Zayo's Push for Small Cells Means Big Gains

With demand for bandwidth—both mobile and stationary—on the rise, network operators are increasingly under the gun to find solutions that help more bandwidth reach users and yet help keep prices down. Zayo Group Holdings may have found that solution in small cells, and has been seen putting out big numbers of these devices, reaching a new milestone recently.

Zayo Group Holdings now has 1,200 small cell nodes, including a set currently under construction, to its credit after two years in the small cell market. That's not all that's involved, as the company also has a fiber-to-the-tower (FTT) network that encompasses about 8,000 towers throughout the United States.

The small cell systems Zayo use offer both fiber backhaul as well as fronthaul, and come complete with the range of tools needed for a plug-and-play environment, so to speak. Not only do Zayo small cells come with site acquisition and radio frequency (RF) design, but they also come with necessary permits and installation of necessary equipment.

Originally, reports note, Zayo got in the field as a means to bolster its presence in the FTT business, but stuck around as its compatibility with what was currently in play became more apparent. As described by the company's senior vice president for mobile infrastructure, Dave Jones, noted that the small cell solutions allowed Zayo to capitalize on its dark fiber network that was either in place or under construction. Thus growing the small cell line was a means to help drive follow-up sales using what was already on hand.

The value of broadband in the modern environment cannot be overstated. Powering a host of technologies from cloud-based systems to voice over Internet protocol (VoIP) and beyond, having enough bandwidth is almost akin to having enough electricity. But with bandwidth—like electricity—in ever-increasing demand and supply being somewhat strained, finding new ways to provide that supply becomes vital to the long-term health of organizations. Recently, we've seen Italtel joining in on the construction of a virtualized 5G small cell network, and that's going to help drive bandwidth growth throughout the area putting it to work. But just adding bandwidth capacity can be difficult and expensive; construction in urban areas is difficult as it is, and pulling up chunks of street or sidewalk to connect new cables isn't the value solution. Small cells present a solution that works well for supply and demand alike, and one that many have turned to.

Bandwidth will only be increasingly valuable as time goes on, with work and play applications alike putting demands on the system. Small cell systems can mean the difference between rapid, easily available bandwidth and a system stopped. Zayo, meanwhile, is showing the big impact that small cells can generate.

____________

▶ **Set of tasks**:
A. Answer these questions from the Zayo article:
(i) How many small cell nodes does Zayo Group Holdings now have?
(ii) About how many towers does Zayo's fiber-to-the-tower network encompass?
(iii) Which company is mentioned as joining in on the construction of a virtualized 5G small cell network?
B. Write out the part of the Zayo article between "Originally, reports note, Zayo" and "already on hand.", inclusive.
The records are separate material, unconnected to the Zayo article.

____________

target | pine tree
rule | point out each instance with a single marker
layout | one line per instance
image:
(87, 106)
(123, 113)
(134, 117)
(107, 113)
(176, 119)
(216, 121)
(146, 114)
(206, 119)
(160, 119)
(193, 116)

____________

▶ **Responses for each task**:
A.
(i) 1,200, including a set currently under construction
(ii) About 8,000 towers throughout the United States
(iii) Italtel

B.
Originally, reports note, Zayo got in the field as a means to bolster its presence in the FTT business, but stuck around as its compatibility with what was currently in play became more apparent. As described by the company's senior vice president for mobile infrastructure, Dave Jones, noted that the small cell solutions allowed Zayo to capitalize on its dark fiber network that was either in place or under construction. Thus growing the small cell line was a means to help drive follow-up sales using what was already on hand.